ST. LOUIS: Unused prescriptions have proved to be a significant source of drugs supplying the nation’s opioid epidemic, but the National Zip-Out Unused Opioids Foundation seeks to change that. Its goal is to educate the public on an easy method to responsibly dispose of unused pain medications. The National Zip-Out Unused Opioids Foundation is the brainchild of Susan E, Mackinnon, MD, FACS, who works with the division of plastic reconstructive surgery, Department of Surgery, Washington University School of Medicine in St. Louis, Missouri.
The opioid crisis has been well documented. The Centers for Disease Control has reported that 64,070 drug overdose deaths in 2016 were attributed to opioid abuse, a 21% increase over 2015. A 2012 study showed that 86% of intravenous heroin users had previously misused opioid pain relievers. Dr. Susan Mackinnon explains: “people who have surgery often get pain prescriptions for more pills than they actually need and often hoard the medications in their home medicine cabinets instead of properly disposing them.” Research by the Substance Abuse and Mental Health Administration found that nearly 70% of people surveyed obtained their most recently used pain reliever or sedative divergently from a friend or family member.
“Patients prescribed with pain medications need to be responsible with their unused medications so they don’t get in the wrong hands because early exposure to opioid pain medications is a significant risk for future use of illegal substances,” said Dr. Susan Mackinnon. “Our big goal is to empower everyone to potentially save a life of a young person by increasing awareness of the dire need to clean these dangerous drugs out of medicine cabinets.”
Recently, the National Zip-Out Unused Opioids Foundation published a new educational brochure that shows how to safely dispose unused pain pills in compliance with the Federal Food and Drug Administration guidelines and federal law. The brochure instructs the public to place their unused opioid pills in a plastic food storage bag, add liquid dish detergent to dissolve the pills, and then through away the plastic bag with the dish detergent mixed with dissolved pills inside.
“We believe this is a safe, inexpensive and convenient way to responsibly dispose of these medications,” added Dr. Mackinnon. The National Zip-Out Unused Opioids Foundation is working to get its message in doctor’s offices, pharmacies and schools throughout the United States. “Increasing awareness and empowering the public through a simple disposal method is undoubtedly one very important way we can all help combat the opioid crisis.”

- Provided records:
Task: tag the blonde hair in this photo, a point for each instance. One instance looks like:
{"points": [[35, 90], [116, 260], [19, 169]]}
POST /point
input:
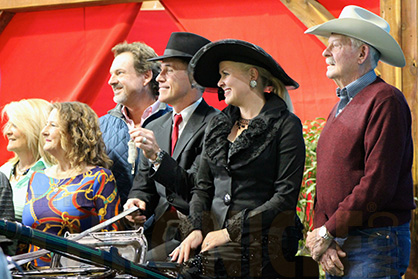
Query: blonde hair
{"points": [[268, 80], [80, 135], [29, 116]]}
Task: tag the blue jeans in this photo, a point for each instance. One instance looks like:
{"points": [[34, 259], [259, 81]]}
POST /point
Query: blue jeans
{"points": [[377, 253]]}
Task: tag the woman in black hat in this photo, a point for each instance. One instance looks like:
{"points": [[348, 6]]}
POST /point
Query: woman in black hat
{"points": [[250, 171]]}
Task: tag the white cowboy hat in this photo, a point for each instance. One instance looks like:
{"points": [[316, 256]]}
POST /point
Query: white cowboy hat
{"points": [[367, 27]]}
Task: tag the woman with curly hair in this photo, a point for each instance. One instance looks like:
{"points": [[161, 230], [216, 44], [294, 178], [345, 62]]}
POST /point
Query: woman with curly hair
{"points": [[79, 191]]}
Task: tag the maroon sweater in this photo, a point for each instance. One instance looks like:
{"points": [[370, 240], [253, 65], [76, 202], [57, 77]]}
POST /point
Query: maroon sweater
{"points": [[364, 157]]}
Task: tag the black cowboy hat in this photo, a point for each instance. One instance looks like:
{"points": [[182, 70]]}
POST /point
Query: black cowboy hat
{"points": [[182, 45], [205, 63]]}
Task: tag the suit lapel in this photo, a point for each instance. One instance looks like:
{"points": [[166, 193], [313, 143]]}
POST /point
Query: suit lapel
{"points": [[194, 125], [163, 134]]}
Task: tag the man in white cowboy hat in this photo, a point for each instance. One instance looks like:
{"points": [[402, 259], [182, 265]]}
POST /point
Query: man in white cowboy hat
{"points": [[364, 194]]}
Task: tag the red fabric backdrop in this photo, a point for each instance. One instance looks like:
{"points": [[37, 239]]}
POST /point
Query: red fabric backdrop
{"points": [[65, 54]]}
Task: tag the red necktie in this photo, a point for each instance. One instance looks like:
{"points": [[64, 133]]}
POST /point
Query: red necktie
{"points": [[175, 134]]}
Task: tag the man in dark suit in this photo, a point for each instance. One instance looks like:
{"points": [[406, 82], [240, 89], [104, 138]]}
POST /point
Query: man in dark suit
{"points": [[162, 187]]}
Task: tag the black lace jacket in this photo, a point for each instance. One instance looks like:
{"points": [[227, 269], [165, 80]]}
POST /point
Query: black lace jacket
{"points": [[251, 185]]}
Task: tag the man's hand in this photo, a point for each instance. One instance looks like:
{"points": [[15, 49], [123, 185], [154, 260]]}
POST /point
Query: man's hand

---

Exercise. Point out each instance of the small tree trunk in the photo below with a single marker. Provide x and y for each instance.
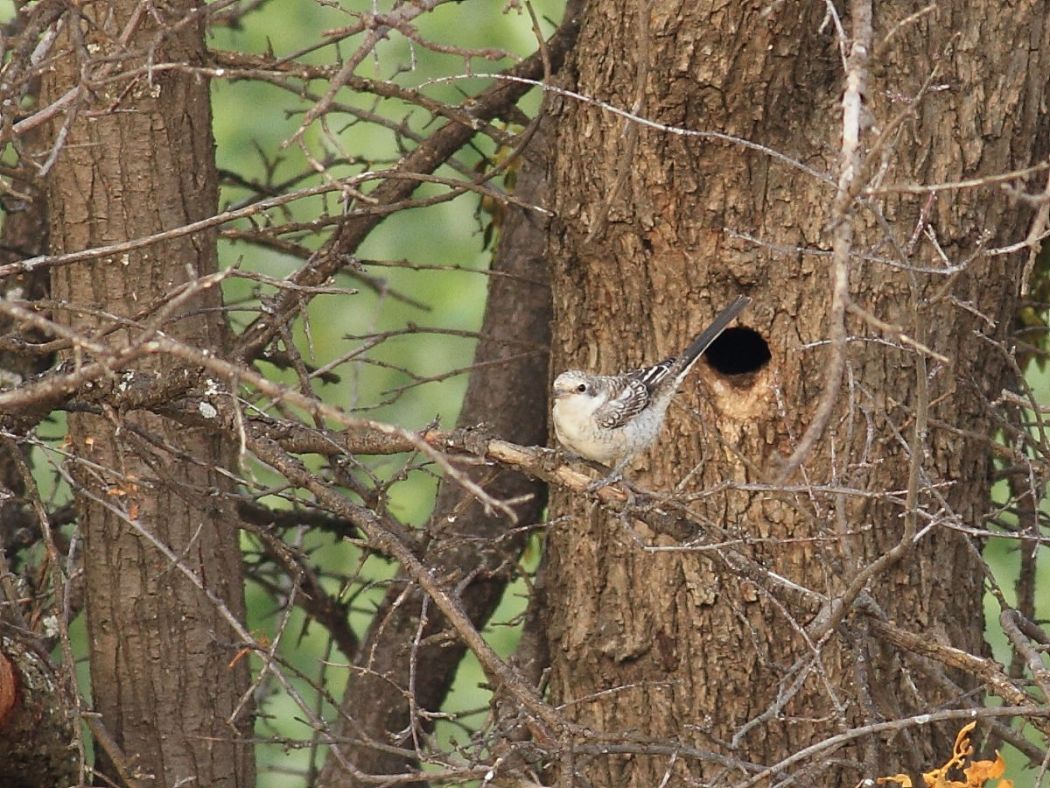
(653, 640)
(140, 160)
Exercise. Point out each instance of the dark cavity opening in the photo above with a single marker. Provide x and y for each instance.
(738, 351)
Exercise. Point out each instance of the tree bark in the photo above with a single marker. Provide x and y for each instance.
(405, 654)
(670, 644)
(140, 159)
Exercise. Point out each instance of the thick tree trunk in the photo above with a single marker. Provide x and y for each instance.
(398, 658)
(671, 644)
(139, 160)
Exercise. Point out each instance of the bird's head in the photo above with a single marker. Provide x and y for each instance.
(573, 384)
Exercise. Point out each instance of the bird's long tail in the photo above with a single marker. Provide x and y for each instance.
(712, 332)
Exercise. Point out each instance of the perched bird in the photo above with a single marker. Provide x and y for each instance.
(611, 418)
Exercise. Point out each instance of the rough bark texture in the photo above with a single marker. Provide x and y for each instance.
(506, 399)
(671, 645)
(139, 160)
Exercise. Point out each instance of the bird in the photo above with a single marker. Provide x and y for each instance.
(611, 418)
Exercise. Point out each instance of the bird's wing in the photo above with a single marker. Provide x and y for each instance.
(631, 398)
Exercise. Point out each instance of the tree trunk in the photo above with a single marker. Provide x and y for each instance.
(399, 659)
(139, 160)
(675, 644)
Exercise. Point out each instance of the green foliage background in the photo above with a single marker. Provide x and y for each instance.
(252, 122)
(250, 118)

* * *

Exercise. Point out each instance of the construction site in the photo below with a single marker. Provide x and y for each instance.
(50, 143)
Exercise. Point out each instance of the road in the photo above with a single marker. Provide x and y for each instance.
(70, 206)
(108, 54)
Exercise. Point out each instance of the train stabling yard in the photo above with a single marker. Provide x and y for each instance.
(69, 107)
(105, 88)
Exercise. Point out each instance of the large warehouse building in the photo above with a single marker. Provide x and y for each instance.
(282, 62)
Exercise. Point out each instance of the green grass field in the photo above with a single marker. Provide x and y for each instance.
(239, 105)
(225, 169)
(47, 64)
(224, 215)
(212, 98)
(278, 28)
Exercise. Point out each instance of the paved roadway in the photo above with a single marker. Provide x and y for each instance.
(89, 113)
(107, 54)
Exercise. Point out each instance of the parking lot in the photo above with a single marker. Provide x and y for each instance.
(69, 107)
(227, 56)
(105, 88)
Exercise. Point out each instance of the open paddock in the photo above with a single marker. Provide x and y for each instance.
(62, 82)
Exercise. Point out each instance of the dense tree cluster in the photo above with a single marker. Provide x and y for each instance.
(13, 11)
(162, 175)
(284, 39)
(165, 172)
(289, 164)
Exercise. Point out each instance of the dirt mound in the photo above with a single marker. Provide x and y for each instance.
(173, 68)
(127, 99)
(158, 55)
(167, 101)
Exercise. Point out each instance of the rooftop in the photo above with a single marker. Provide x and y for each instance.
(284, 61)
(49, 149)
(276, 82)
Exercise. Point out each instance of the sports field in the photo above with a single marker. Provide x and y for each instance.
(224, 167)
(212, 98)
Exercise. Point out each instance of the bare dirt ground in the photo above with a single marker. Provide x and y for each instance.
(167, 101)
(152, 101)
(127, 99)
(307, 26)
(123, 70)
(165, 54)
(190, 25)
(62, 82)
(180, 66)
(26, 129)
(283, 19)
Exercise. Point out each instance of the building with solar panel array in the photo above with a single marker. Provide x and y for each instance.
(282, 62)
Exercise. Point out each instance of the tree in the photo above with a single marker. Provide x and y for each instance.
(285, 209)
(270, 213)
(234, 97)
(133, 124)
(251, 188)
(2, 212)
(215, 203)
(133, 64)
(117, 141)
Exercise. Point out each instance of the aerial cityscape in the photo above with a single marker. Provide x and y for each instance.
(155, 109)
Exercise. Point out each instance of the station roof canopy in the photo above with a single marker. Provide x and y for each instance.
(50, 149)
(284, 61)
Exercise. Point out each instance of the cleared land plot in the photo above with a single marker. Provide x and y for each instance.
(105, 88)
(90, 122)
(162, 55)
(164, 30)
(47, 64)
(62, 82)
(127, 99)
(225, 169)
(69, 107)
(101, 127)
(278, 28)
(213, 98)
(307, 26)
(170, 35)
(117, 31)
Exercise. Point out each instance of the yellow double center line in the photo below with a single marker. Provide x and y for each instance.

- Task list:
**1.** Which percentages does the opioid disposal article state, and what does each one measure?
**2.** Answer these questions from the opioid disposal article:
(a) How many drug overdose deaths in 2016 did the Centers for Disease Control attribute to opioid abuse?
(b) What does the brochure tell the public to add to the plastic bag to dissolve the pills?
(c) Where is the foundation working to get its message?
**3.** Reproduce the passage from the opioid disposal article starting with "The opioid crisis has" and going on through "or family member.".

- Answers provided:
**1.**
- 21%: the increase in opioid-attributed drug overdose deaths in 2016 over 2015
- 86%: the share of intravenous heroin users in a 2012 study who had previously misused opioid pain relievers
- Nearly 70%: the share of people surveyed by the Substance Abuse and Mental Health Administration who obtained their most recently used pain reliever or sedative from a friend or family member

**2.**
(a) 64,070
(b) Liquid dish detergent
(c) In doctor's offices, pharmacies and schools throughout the United States

**3.**
The opioid crisis has been well documented. The Centers for Disease Control has reported that 64,070 drug overdose deaths in 2016 were attributed to opioid abuse, a 21% increase over 2015. A 2012 study showed that 86% of intravenous heroin users had previously misused opioid pain relievers. Dr. Susan Mackinnon explains: “people who have surgery often get pain prescriptions for more pills than they actually need and often hoard the medications in their home medicine cabinets instead of properly disposing them.” Research by the Substance Abuse and Mental Health Administration found that nearly 70% of people surveyed obtained their most recently used pain reliever or sedative divergently from a friend or family member.